DOCUMENT »
◆ ◆ ◆ ◆ ◆ ◆ ◆

Page:Platon - Œuvres complètes, Les Belles Lettres, tome XIII, 3.djvu/94

La bibliothèque libre.
Le texte de cette page a été corrigé et est conforme au fac-similé.
64
SISYPHE

clairement dans quel milieu cet écrit a pu prendre naissance. Rien vraiment ne rappelle, comme le prétend Heidel, les doctrines stoïciennes ou celles de la Nouvelle-Académie. Les sophismes sur la nature irréelle du futur et son non-être, feraient plutôt songer aux discussions de l’école d’Élée ou de Mégare. À la manière des disciples de Parménide, l’auteur du Sisyphe joue sur les mots être et non-être ; il attribue la qualification d’être uniquement à ce qui possède ou a possédé une essence déterminée, une φύσις. Le futur qui ne participe point de cette φύσις appartient donc à la catégorie du non-être. Dès lors, on aura beau jeu de répéter le fameux axiome éléate : comment pourra-t-on jamais atteindre le non-être ? πῶς γὰρ ἂν τίς σοι δοκεῖ τοῦ μὴ ὄντος δύνασθαι τυχεῖν ; (391 b). Quelle est la source immédiate de l’argumentation sous la forme où elle se présente dans le dialogue ? Il est difficile de le dire. On ne risque pourtant guère de se tromper en affirmant que tout le passage est pénétré de l’esprit sophistique encore très vivant à l’époque de Platon et d’Aristote.

◆ ◆ ◆ ◆ ◆ ◆ ◆

DONNÉES FOURNIES »
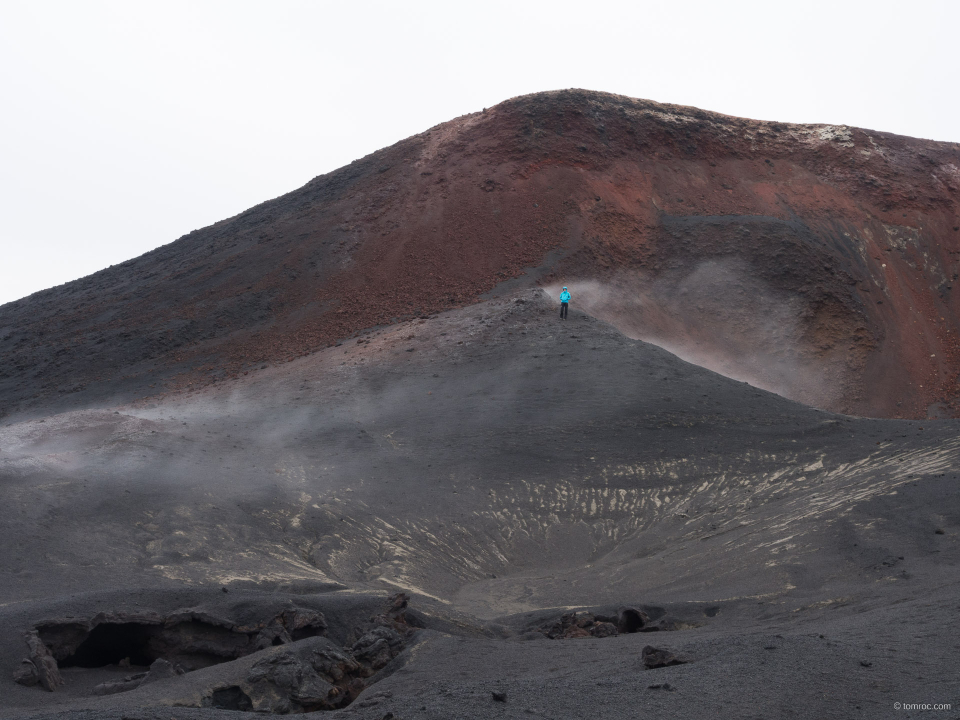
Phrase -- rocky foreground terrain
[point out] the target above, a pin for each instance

◆ ◆ ◆ ◆ ◆ ◆ ◆

EXERCICE COURT »
Recopiez mot pour mot l'intégralité du document. Les lignes qui précèdent forment un matériau indépendant du document.

RÉPONSE RÉDIGÉE »
Page:Platon - Œuvres complètes, Les Belles Lettres, tome XIII, 3.djvu/94

La bibliothèque libre.
Le texte de cette page a été corrigé et est conforme au fac-similé.
64
SISYPHE

clairement dans quel milieu cet écrit a pu prendre naissance. Rien vraiment ne rappelle, comme le prétend Heidel, les doctrines stoïciennes ou celles de la Nouvelle-Académie. Les sophismes sur la nature irréelle du futur et son non-être, feraient plutôt songer aux discussions de l’école d’Élée ou de Mégare. À la manière des disciples de Parménide, l’auteur du Sisyphe joue sur les mots être et non-être ; il attribue la qualification d’être uniquement à ce qui possède ou a possédé une essence déterminée, une φύσις. Le futur qui ne participe point de cette φύσις appartient donc à la catégorie du non-être. Dès lors, on aura beau jeu de répéter le fameux axiome éléate : comment pourra-t-on jamais atteindre le non-être ? πῶς γὰρ ἂν τίς σοι δοκεῖ τοῦ μὴ ὄντος δύνασθαι τυχεῖν ; (391 b). Quelle est la source immédiate de l’argumentation sous la forme où elle se présente dans le dialogue ? Il est difficile de le dire. On ne risque pourtant guère de se tromper en affirmant que tout le passage est pénétré de l’esprit sophistique encore très vivant à l’époque de Platon et d’Aristote.